■ **PASSAGE**
AWS Aurora

What is Aurora
- Amazon Aurora is a MySQL and PostgreSQL-compatible relational database engine.
- Amazon Aurora provides up to five times better performance than MySQL and three times better than PostgreSQL databases at a much lower price point, whilst delivering similar performance and availability.
- Amazon Aurora typically involves a cluster of DB instances instead of a single instance.
- Each connection is handled by a specific DB instance.
- When you connect to an Aurora cluster, the host name and port that you specify point to an intermediate handler called an endpoint.
- Aurora uses the endpoint mechanism to abstract these connections.
- Thus, you don't have to hardcode all the hostnames or write your own logic for load-balancing and rerouting connections when some DB instances aren't available.
- For certain Aurora tasks, different instances or groups of instances perform different roles.

■ **LISTED RECORDS**
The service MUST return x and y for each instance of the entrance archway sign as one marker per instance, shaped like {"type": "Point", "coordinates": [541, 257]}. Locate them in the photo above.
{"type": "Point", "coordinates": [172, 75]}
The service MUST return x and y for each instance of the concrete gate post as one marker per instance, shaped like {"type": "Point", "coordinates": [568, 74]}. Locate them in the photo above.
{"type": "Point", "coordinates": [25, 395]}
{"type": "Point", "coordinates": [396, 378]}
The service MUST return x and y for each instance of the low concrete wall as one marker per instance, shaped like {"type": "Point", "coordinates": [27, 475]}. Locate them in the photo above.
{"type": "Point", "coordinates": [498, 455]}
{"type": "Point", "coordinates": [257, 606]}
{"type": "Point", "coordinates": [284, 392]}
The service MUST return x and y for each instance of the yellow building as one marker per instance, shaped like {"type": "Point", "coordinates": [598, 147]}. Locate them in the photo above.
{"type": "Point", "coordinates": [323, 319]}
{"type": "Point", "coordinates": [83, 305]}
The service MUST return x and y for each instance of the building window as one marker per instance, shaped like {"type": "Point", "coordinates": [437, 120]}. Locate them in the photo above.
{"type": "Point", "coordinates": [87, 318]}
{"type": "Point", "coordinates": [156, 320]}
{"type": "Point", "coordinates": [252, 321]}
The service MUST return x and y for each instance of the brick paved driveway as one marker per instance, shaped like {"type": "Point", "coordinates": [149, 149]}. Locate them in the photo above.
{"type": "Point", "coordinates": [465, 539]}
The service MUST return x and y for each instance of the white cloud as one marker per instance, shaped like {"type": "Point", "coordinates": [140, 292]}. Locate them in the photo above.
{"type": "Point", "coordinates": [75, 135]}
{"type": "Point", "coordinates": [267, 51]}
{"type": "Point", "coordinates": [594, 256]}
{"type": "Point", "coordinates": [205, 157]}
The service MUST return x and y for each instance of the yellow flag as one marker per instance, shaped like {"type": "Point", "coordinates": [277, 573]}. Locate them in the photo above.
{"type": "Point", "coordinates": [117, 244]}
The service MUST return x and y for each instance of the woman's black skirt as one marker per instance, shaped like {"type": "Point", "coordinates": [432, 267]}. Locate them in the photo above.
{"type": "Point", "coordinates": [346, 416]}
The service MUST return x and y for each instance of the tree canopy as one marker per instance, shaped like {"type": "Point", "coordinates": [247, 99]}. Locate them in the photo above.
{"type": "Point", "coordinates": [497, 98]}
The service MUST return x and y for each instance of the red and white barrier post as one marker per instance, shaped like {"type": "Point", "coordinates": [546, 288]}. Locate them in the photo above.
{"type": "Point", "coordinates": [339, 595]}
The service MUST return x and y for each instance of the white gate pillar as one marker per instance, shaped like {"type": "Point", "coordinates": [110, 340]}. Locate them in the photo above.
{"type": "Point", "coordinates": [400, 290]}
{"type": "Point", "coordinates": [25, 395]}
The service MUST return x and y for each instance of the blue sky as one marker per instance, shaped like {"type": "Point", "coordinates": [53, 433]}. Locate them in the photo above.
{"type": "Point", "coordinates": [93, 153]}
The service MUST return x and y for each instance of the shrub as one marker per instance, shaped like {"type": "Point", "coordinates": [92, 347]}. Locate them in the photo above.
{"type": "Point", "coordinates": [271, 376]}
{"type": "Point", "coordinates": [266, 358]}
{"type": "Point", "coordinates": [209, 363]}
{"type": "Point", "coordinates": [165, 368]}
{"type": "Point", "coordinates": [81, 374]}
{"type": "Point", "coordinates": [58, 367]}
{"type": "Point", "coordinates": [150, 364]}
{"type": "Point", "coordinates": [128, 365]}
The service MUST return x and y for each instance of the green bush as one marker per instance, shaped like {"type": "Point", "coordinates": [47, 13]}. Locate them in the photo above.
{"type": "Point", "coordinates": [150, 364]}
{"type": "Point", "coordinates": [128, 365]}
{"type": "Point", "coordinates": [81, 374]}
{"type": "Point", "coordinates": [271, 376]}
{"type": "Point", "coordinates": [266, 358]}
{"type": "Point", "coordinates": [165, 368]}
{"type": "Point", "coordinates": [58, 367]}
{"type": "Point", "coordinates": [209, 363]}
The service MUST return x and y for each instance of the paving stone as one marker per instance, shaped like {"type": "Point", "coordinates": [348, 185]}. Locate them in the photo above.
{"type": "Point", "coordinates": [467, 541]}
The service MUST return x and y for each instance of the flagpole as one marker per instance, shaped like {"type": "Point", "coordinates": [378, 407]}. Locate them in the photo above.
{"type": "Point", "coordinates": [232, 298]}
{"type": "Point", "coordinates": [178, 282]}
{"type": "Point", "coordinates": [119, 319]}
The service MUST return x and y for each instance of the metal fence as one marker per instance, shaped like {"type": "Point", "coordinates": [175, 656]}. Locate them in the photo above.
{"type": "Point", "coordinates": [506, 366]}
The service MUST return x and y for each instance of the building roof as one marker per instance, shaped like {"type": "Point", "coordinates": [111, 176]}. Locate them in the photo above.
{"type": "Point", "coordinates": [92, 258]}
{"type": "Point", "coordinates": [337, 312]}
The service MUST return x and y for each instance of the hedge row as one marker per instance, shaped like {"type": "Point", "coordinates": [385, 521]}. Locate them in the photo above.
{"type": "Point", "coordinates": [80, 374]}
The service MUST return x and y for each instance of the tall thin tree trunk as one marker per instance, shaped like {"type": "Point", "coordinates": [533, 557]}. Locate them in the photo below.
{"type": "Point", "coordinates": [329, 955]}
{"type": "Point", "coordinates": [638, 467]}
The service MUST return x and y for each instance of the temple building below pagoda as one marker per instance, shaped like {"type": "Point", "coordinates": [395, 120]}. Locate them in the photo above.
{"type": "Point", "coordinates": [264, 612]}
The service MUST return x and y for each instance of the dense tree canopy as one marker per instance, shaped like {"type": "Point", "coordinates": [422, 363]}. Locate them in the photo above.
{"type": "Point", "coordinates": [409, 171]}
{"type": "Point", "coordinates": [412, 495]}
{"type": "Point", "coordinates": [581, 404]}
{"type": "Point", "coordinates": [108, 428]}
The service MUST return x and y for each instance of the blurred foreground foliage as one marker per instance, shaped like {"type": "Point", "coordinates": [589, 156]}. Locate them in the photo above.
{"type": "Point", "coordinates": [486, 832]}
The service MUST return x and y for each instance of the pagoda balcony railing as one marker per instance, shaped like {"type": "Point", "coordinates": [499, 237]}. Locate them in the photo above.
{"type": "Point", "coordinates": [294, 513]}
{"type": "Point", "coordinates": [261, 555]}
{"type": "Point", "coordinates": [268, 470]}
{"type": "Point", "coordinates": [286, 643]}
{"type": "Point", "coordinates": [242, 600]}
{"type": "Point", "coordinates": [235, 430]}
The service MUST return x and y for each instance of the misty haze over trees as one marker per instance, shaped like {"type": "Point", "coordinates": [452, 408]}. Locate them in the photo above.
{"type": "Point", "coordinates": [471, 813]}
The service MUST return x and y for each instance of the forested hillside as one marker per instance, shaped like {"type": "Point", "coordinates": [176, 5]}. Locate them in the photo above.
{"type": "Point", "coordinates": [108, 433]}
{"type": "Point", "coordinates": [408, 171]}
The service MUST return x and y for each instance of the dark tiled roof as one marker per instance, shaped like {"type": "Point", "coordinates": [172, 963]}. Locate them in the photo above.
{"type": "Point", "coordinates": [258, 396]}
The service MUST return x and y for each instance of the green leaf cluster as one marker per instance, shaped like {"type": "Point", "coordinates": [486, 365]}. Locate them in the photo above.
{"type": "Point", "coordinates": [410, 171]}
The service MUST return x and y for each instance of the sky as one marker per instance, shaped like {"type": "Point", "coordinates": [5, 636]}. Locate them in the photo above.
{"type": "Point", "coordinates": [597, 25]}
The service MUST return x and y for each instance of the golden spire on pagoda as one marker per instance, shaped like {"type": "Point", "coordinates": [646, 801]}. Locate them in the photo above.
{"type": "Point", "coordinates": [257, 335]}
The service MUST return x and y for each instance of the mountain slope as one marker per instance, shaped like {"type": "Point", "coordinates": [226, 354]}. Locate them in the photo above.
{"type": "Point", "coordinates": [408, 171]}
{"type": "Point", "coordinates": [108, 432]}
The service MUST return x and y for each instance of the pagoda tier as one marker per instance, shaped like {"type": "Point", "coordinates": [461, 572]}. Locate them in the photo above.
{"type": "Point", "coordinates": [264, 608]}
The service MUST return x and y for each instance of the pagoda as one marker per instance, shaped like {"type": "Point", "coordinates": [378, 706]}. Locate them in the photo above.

■ **ACTION ITEM A**
In the Aurora overview, what do the host name and port you specify point to when you connect to an Aurora cluster?
■ **ACTION ITEM B**
Extract the stretch of the Aurora overview from "- Amazon Aurora provides" through "called an endpoint.".
The records come from a different source than the Aurora overview.

■ **WORKED SOLUTION A**
They point to an intermediate handler called an endpoint.

■ **WORKED SOLUTION B**
- Amazon Aurora provides up to five times better performance than MySQL and three times better than PostgreSQL databases at a much lower price point, whilst delivering similar performance and availability.
- Amazon Aurora typically involves a cluster of DB instances instead of a single instance.
- Each connection is handled by a specific DB instance.
- When you connect to an Aurora cluster, the host name and port that you specify point to an intermediate handler called an endpoint.